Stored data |
_ _ _
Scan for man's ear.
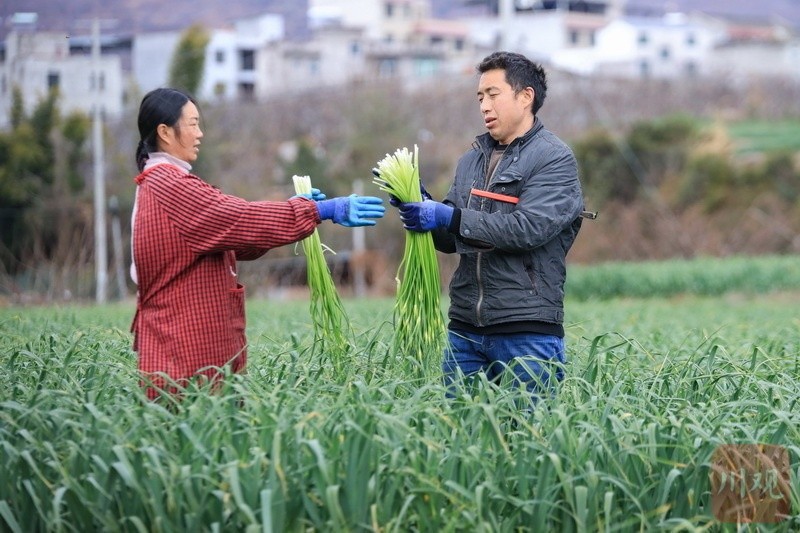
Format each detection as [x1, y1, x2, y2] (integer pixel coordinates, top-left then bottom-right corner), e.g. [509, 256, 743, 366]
[522, 87, 536, 107]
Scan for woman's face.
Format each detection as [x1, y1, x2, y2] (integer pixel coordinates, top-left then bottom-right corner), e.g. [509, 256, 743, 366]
[158, 101, 203, 163]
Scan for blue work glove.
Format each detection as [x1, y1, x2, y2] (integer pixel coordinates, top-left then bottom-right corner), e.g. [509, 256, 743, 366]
[399, 200, 453, 232]
[372, 168, 433, 208]
[289, 187, 326, 202]
[317, 194, 386, 228]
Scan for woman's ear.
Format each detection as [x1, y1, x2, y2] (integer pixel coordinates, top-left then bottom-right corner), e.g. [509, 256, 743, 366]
[156, 124, 172, 152]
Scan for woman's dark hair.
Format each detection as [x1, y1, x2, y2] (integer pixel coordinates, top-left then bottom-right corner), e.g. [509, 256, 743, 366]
[477, 52, 547, 115]
[136, 88, 197, 172]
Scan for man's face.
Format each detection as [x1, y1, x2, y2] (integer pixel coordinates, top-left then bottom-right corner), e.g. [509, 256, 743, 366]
[478, 69, 533, 144]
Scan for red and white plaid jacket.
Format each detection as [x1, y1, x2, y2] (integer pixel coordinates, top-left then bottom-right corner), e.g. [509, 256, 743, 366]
[131, 164, 320, 398]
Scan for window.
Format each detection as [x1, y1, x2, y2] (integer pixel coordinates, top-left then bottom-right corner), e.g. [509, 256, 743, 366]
[378, 58, 397, 78]
[414, 59, 439, 78]
[239, 50, 256, 71]
[239, 82, 256, 100]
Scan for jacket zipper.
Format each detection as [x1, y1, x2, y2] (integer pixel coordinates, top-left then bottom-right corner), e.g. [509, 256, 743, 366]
[467, 144, 508, 327]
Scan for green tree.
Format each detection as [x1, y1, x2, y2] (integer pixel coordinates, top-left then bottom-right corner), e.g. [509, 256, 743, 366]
[628, 115, 697, 187]
[61, 112, 91, 192]
[169, 24, 210, 94]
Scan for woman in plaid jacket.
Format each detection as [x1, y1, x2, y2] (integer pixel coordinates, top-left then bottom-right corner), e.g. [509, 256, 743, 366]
[131, 88, 384, 399]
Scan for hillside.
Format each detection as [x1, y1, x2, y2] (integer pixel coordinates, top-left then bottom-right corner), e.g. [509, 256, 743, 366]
[0, 0, 800, 39]
[0, 0, 308, 39]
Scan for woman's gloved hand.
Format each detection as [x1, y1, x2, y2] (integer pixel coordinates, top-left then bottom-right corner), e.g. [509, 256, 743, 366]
[317, 194, 386, 228]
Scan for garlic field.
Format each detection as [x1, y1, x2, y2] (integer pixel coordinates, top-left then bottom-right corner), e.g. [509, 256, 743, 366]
[0, 258, 800, 533]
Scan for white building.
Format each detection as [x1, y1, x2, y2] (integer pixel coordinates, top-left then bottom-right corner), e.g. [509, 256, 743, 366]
[132, 14, 284, 100]
[0, 31, 124, 128]
[550, 14, 724, 78]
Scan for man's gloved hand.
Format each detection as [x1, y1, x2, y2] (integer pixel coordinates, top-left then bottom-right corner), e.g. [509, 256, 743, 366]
[317, 194, 386, 228]
[289, 187, 326, 202]
[398, 200, 453, 232]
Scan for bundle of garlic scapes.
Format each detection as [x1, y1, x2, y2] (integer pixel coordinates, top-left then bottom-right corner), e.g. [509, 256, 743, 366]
[373, 145, 447, 373]
[292, 176, 350, 366]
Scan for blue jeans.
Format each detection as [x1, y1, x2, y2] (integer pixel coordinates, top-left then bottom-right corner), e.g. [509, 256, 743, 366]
[442, 330, 566, 396]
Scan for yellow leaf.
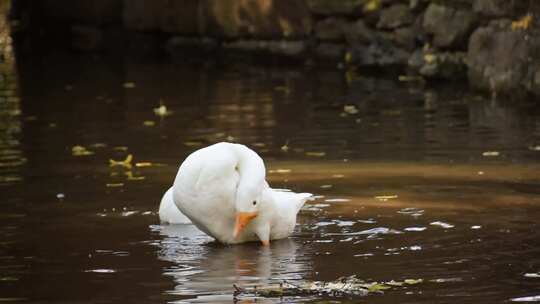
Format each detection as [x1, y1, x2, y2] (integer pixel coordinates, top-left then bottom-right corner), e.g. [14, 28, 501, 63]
[109, 154, 133, 169]
[424, 54, 437, 64]
[512, 13, 533, 31]
[71, 145, 94, 156]
[306, 152, 326, 157]
[105, 183, 124, 188]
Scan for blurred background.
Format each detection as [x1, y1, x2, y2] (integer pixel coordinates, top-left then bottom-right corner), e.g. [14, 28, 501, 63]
[0, 0, 540, 303]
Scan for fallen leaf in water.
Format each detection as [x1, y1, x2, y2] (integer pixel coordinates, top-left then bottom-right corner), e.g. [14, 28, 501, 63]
[343, 105, 358, 115]
[154, 104, 172, 117]
[126, 171, 146, 180]
[429, 221, 454, 229]
[71, 145, 94, 156]
[306, 152, 326, 157]
[375, 195, 398, 202]
[184, 141, 203, 147]
[482, 151, 500, 156]
[403, 279, 424, 285]
[510, 295, 540, 302]
[398, 75, 424, 82]
[109, 154, 133, 169]
[424, 54, 437, 64]
[363, 0, 382, 13]
[90, 143, 107, 149]
[106, 183, 124, 188]
[512, 13, 533, 31]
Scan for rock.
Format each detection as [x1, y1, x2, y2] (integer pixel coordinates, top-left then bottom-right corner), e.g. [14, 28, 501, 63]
[200, 0, 312, 39]
[307, 0, 365, 16]
[315, 18, 345, 41]
[467, 20, 540, 92]
[377, 4, 414, 29]
[408, 50, 467, 79]
[423, 3, 475, 48]
[315, 43, 345, 61]
[350, 35, 410, 67]
[394, 26, 417, 50]
[343, 19, 376, 46]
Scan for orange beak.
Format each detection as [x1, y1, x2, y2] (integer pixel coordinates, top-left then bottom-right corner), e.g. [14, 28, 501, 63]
[233, 212, 257, 238]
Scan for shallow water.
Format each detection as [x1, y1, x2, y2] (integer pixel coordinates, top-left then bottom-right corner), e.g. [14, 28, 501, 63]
[0, 54, 540, 303]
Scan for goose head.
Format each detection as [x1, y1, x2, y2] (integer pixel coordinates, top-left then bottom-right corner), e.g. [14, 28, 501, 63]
[233, 188, 263, 238]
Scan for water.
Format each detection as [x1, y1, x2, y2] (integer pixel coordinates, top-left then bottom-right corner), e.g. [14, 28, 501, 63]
[0, 49, 540, 303]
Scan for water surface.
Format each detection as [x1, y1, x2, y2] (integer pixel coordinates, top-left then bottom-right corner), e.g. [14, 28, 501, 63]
[0, 53, 540, 303]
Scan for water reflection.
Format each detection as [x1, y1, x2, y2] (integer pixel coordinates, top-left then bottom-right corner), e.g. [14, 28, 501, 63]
[0, 1, 25, 186]
[0, 41, 540, 303]
[152, 225, 310, 301]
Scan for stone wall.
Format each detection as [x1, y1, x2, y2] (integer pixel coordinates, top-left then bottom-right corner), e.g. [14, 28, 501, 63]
[9, 0, 540, 95]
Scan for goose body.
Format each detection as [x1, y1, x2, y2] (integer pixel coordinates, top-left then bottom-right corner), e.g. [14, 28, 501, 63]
[159, 143, 311, 244]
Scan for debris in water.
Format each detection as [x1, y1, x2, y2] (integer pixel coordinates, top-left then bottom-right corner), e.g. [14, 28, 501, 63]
[510, 295, 540, 302]
[512, 13, 533, 31]
[154, 100, 172, 117]
[233, 275, 423, 298]
[429, 221, 455, 229]
[306, 152, 326, 157]
[375, 195, 398, 202]
[105, 183, 124, 188]
[109, 154, 133, 169]
[71, 145, 94, 156]
[482, 151, 500, 157]
[343, 105, 358, 115]
[403, 227, 427, 232]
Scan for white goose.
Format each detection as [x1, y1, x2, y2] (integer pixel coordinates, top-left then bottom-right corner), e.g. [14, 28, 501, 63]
[159, 143, 311, 245]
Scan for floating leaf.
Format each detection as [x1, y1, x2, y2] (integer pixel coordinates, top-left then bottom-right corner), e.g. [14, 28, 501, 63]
[71, 145, 94, 156]
[109, 154, 133, 169]
[403, 279, 424, 285]
[105, 183, 124, 188]
[154, 100, 172, 117]
[343, 105, 358, 115]
[184, 141, 203, 147]
[126, 171, 146, 180]
[424, 54, 437, 64]
[512, 13, 533, 31]
[375, 194, 398, 202]
[363, 0, 382, 13]
[482, 151, 500, 157]
[306, 152, 326, 157]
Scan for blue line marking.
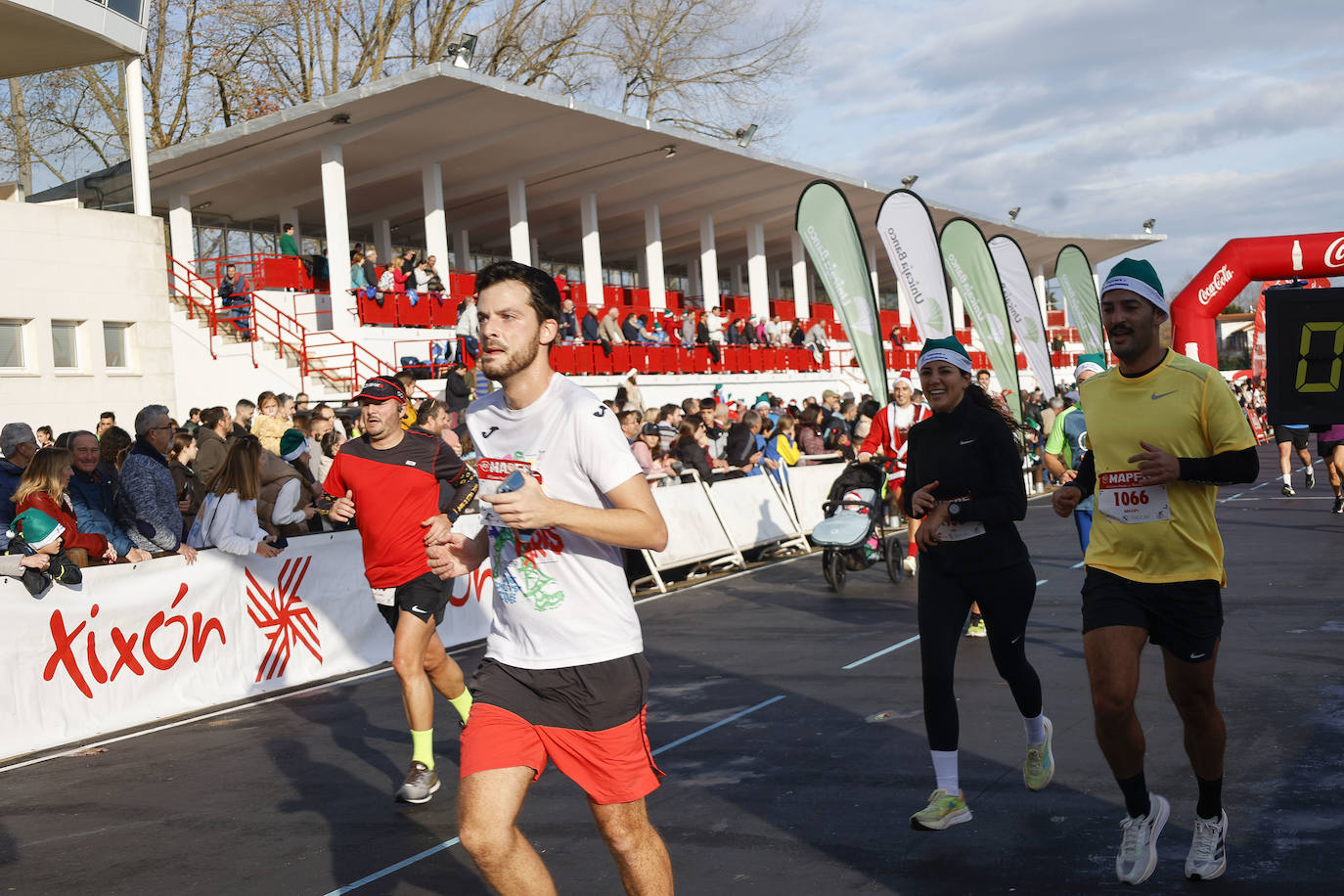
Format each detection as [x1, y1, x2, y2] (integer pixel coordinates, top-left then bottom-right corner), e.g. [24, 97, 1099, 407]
[653, 694, 784, 756]
[840, 636, 919, 672]
[327, 837, 463, 896]
[327, 694, 784, 896]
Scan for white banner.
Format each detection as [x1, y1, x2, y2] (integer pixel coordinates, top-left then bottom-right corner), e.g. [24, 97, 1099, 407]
[877, 190, 953, 339]
[989, 234, 1055, 398]
[0, 526, 491, 758]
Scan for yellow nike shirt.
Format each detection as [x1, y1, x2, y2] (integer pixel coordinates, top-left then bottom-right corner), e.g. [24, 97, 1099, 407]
[1081, 350, 1255, 584]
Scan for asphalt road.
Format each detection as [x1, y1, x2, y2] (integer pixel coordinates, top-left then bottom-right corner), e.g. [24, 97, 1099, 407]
[0, 447, 1344, 896]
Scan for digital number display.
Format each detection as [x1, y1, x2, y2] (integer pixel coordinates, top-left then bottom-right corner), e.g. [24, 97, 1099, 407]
[1265, 288, 1344, 426]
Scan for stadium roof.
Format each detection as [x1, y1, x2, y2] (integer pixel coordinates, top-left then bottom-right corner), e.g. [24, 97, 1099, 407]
[55, 64, 1164, 283]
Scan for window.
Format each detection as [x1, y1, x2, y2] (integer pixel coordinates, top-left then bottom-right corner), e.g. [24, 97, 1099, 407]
[102, 324, 130, 368]
[51, 321, 79, 370]
[0, 321, 26, 368]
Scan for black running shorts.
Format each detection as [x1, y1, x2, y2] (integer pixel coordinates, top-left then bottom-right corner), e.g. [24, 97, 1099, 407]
[1083, 567, 1223, 662]
[378, 572, 453, 631]
[1275, 426, 1311, 451]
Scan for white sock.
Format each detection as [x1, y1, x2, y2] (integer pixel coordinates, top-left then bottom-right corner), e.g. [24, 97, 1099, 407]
[928, 749, 961, 796]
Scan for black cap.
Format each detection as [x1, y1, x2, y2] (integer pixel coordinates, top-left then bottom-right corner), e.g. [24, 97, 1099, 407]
[355, 377, 406, 404]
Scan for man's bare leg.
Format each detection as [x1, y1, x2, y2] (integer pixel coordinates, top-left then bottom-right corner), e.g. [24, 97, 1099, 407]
[457, 767, 557, 896]
[589, 798, 672, 896]
[1083, 626, 1147, 780]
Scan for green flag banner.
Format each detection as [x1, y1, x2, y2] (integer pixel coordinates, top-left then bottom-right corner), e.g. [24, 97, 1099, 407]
[938, 217, 1021, 422]
[1055, 244, 1106, 357]
[794, 180, 887, 402]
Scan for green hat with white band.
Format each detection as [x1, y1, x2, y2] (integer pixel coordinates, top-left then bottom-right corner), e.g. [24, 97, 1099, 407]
[916, 336, 974, 374]
[1100, 258, 1171, 314]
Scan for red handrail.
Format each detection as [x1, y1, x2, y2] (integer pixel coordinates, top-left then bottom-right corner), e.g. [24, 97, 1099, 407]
[168, 255, 431, 398]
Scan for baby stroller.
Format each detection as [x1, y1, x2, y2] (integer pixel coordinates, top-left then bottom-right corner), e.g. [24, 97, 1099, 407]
[812, 458, 903, 594]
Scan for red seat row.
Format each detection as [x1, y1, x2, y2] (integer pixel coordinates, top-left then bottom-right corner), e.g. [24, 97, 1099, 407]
[551, 342, 826, 377]
[356, 292, 463, 328]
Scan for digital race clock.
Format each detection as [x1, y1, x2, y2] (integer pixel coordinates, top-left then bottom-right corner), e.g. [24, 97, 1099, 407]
[1265, 287, 1344, 426]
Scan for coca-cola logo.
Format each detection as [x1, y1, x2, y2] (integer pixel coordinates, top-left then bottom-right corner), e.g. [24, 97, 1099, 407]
[1325, 237, 1344, 267]
[1199, 265, 1232, 305]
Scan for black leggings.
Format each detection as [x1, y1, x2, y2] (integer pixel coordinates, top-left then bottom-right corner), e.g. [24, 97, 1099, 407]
[919, 560, 1040, 751]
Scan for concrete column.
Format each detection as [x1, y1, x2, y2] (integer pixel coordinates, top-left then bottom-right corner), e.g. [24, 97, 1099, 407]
[374, 217, 392, 265]
[453, 228, 471, 271]
[789, 234, 812, 318]
[644, 204, 668, 309]
[508, 179, 532, 265]
[421, 162, 449, 280]
[168, 194, 197, 264]
[126, 57, 152, 217]
[700, 215, 719, 310]
[747, 224, 770, 320]
[320, 144, 351, 334]
[579, 192, 605, 305]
_ _ _
Please rewrite the listing from the line with "Scan for woman's ear." to the line with "[156, 124, 172, 152]", replacing "Scan" with "Search" and leaving everything else unchanged.

Search for woman's ear.
Format each detection as [x1, y1, x2, y2] (integer pixel coordinates, top-left then bottom-right corner), e.g. [509, 256, 743, 366]
[156, 124, 172, 152]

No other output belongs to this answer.